Required work:
Each record that follows must be printed exactly as given.

——

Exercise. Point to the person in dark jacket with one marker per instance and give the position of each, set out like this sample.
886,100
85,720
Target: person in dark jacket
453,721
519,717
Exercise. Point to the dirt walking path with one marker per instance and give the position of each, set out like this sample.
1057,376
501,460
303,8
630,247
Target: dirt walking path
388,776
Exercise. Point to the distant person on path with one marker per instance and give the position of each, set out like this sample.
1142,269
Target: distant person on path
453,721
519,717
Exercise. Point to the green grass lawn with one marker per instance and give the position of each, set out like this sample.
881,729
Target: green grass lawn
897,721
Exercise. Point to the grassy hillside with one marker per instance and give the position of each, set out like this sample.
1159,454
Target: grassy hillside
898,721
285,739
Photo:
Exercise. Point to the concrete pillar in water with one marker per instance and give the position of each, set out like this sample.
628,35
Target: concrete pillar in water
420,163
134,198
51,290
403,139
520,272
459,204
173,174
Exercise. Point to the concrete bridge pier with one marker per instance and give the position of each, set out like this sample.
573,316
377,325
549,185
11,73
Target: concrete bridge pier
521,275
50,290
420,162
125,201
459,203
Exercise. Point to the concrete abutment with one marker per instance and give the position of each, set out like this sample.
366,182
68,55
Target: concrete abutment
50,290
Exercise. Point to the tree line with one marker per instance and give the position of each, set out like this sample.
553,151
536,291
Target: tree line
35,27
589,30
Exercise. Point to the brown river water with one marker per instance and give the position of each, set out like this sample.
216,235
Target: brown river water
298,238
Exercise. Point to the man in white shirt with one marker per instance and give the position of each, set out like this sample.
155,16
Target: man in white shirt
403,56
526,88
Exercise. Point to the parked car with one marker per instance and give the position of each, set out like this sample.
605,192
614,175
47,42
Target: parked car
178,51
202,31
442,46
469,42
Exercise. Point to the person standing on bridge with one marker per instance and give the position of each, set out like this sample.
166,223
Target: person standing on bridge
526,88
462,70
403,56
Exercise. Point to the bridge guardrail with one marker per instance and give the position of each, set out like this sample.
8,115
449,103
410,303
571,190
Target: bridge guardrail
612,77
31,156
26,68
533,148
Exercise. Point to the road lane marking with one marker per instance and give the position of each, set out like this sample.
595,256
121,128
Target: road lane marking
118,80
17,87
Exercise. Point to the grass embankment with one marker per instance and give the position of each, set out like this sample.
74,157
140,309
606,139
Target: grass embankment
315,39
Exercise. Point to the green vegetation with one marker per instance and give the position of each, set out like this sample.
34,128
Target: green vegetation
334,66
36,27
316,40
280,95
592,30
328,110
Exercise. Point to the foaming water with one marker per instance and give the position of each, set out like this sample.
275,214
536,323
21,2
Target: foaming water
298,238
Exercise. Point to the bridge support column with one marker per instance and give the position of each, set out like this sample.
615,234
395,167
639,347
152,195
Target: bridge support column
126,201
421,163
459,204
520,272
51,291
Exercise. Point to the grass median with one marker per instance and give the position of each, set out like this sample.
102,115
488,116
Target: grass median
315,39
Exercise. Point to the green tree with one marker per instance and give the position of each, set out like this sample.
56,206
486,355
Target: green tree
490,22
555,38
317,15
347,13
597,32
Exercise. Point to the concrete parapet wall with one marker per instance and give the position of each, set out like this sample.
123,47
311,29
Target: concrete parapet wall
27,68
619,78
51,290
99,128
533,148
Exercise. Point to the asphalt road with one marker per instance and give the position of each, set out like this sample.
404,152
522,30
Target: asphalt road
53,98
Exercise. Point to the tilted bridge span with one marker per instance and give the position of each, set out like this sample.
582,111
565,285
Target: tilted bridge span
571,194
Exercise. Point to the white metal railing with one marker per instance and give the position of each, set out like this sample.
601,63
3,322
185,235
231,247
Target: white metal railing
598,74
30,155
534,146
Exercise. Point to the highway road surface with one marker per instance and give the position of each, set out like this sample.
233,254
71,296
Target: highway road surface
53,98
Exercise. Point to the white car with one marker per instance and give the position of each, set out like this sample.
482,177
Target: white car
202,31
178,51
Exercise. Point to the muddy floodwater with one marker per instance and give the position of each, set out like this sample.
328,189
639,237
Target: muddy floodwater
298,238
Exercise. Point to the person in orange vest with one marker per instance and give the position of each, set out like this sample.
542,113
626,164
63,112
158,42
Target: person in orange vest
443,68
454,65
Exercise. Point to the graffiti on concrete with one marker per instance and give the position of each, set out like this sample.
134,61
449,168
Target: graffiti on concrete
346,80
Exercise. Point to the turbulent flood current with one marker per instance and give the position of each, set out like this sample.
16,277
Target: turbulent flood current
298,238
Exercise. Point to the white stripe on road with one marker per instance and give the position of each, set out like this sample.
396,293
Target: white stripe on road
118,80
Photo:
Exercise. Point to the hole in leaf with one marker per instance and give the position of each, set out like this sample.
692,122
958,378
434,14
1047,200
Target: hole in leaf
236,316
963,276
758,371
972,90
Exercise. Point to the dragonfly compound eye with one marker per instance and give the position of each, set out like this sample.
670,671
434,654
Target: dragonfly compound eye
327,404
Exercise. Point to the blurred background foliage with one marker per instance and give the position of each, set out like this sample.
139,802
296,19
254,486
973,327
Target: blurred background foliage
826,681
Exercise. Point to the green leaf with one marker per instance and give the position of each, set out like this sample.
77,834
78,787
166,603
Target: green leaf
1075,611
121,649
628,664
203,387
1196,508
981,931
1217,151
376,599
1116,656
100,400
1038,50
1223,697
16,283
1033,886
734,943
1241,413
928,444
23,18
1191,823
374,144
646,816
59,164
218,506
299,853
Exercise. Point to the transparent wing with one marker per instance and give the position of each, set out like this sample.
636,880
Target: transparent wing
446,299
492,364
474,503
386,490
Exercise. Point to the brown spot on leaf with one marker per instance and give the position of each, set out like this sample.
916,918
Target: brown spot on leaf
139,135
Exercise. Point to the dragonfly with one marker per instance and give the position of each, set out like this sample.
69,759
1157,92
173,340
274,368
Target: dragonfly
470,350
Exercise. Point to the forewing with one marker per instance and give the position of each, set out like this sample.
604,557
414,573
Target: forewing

——

Your solution:
Exercise. Point to the person in dark jacket with one marker per instance and give the position of each, set out like this sample.
886,100
85,720
Target: person in dark jacket
453,721
519,717
Exercise. Point to the dirt walking path with one marker per instance and give the position of each, set out like this sample.
1057,376
501,460
303,8
630,247
Target: dirt walking path
388,776
Exercise. Point to the distant person on path with one marker per instance and give the position of each, set out like this sample.
1142,269
Target: distant person on path
453,721
519,717
Exercise. Point to the green grass lawn with one marker per instance and give the position of each, set out like this sample.
881,729
Target: green grass lawn
897,721
Exercise. Point to the grassy hillside with one marker per instance and give the position of each, set out like this sample.
1159,454
Target: grassy hillside
898,721
285,739
Photo:
Exercise. Point to the concrete pillar in water with one marker per instance and give the position of each, set out like this sample.
628,35
Target: concrete pillar in water
420,163
134,198
51,290
403,139
520,272
459,204
173,174
Exercise. Point to the concrete bridge pier with one marker per instance and give the position of each, set out like this sample.
573,316
377,325
549,185
11,73
Target: concrete bridge pier
521,275
50,290
420,162
125,201
459,203
Exercise. Point to the concrete abutment with one marker per instance and give the position of each, set out like this sample.
366,182
68,55
Target: concrete abutment
50,290
Exercise. Point to the tree line with one marker per instance and give the position of each, set out like this sample.
553,151
536,291
Target: tree line
35,27
589,30
Exercise. Point to the brown river water with one marker per instance and give the position of each, set out like this sample.
216,235
Target: brown river water
298,238
Exercise. Point to the man in white shirt with one marker per instance and give the position of each, set out like this sample.
155,16
Target: man in white shirt
403,56
526,88
Exercise. Point to the parked car with one marker per instance and give the position of each, set out like this sample.
605,192
614,175
47,42
Target: parked car
178,51
202,31
442,46
469,42
Exercise. Point to the person standing on bridge with one marker per instance and give the position of each, set out like this sample.
166,223
Target: person standing on bridge
526,88
462,70
403,56
Exercise. Point to the bridge guardrail with one marker per instance and give the position of each, set out like this sample.
8,115
449,103
410,303
571,190
Target: bridge guardrail
612,77
31,156
26,68
533,148
Exercise. Point to the road lane marking with one marker per instance and give the position of each, set out like this sample.
595,256
121,128
Target: road lane marking
118,80
17,87
Exercise. Point to the grass embankment with one marker per instance and give the position of each, set out like this sample.
74,157
140,309
606,139
Target: grass embankment
315,39
Exercise. Point to the green vegetation with one marker per instance and give the position of each, set out like this sample.
34,128
Target: green vegetation
334,66
36,27
316,40
280,95
592,30
328,110
Exercise. Point to the foaming water with one marker per instance and give the position of each, set out like this sample.
275,214
536,323
21,2
Target: foaming water
298,238
Exercise. Point to the bridge support column with one marker per instance and give the position of each, set out like this sample.
615,234
395,167
639,347
152,195
Target: bridge support column
126,201
421,163
459,204
520,272
51,291
Exercise. Point to the grass median with one marker per instance and give the position of each, set out like this sample.
102,115
488,116
Target: grass median
315,39
Exercise. Point to the green tree with one marker per instance and give the position of each, set out like this sample.
56,206
486,355
Target: green tree
490,22
555,38
317,15
347,13
597,32
Exercise. Point to the concrete parapet wall with one marker per instance and give the position of each, set out like this sample.
123,47
311,29
Target: concrete parapet wall
27,68
619,78
51,290
99,128
533,148
Exercise. Point to the asphalt road with one marker per instance and give the position of each, set out like this sample.
404,152
522,30
Target: asphalt road
53,98
Exercise. Point to the tilted bridge span with one marker per instance and give the position of each, set out like this sample.
582,111
565,285
Target: tilted bridge span
571,194
Exercise. Point to the white metal railing with one marker per instance and give the position of each, set out like this sample.
601,63
3,322
185,235
231,247
Target: white metal railing
598,74
30,155
534,146
Exercise. Point to the highway road surface with one marker per instance and give the position of each, set out like this sample.
233,254
71,296
Target: highway road surface
53,98
Exercise. Point to the white car with one marker per instance and give the position of each, set out like this sample.
482,177
Target: white car
202,31
178,51
Exercise. Point to the muddy floodwater with one marker per instance and give the position of each, set out like this sample.
328,189
639,237
Target: muddy floodwater
298,238
Exercise. Point to the person in orange vest with one marker per instance and give the position of each, set out like this sample.
542,113
626,164
63,112
158,42
Target: person in orange vest
443,68
454,65
Exercise. Point to the graffiti on concrete with one marker per instance and give the position of each, set out like this sample.
134,61
449,168
Target: graffiti on concrete
346,80
Exercise. Point to the turbulent flood current with one marker per instance and give the position of each, set out like this sample.
16,277
Target: turbulent flood current
298,238
Exercise. Point to the white stripe on road with one marker per instance and give the position of each, set out like this sample.
396,293
Target: white stripe on road
118,80
Photo:
Exercise. Point to the hole in leaf with one marker per instance and give the position of each, set out like this sample.
692,122
958,378
434,14
1047,200
Target: hole in leaf
236,316
963,276
758,371
972,90
Exercise. Point to the dragonfly compound eye with one marker per instance and give the position of each, set out like this sample.
670,671
434,654
Target: dragonfly compound eye
327,404
Exercise. Point to the blurred background foliage with one marker per instance and give the position of each, set out like this sample.
139,802
296,19
254,486
973,327
Target: blurred background foliage
826,681
Exercise. Point to the green leaf with one marker per instance and give the position of each, set out like this sample.
77,834
78,787
166,603
Target: green leaf
1075,611
121,649
628,664
203,387
1196,508
981,931
1217,151
376,599
1116,656
100,400
1038,50
1223,697
16,283
1033,886
734,943
1241,413
928,444
23,18
1191,823
374,144
646,816
59,164
218,506
299,853
Exercise. Point to the transparent wing with one marker per instance and give the position of each, set out like this sample.
636,880
Target: transparent wing
446,299
492,364
474,503
386,490
Exercise. Point to the brown spot on leaf with one marker per instance and give the position of each, set out like this sample.
916,918
Target: brown spot on leaf
139,135
Exercise. Point to the dragonfly with one marker per instance and give the position of each, set out like this sample.
69,759
1157,92
173,340
274,368
Target: dragonfly
470,350
Exercise. Point to the forewing with one marker per instance and give the position of each, set out like this sample.
604,557
414,573
Target: forewing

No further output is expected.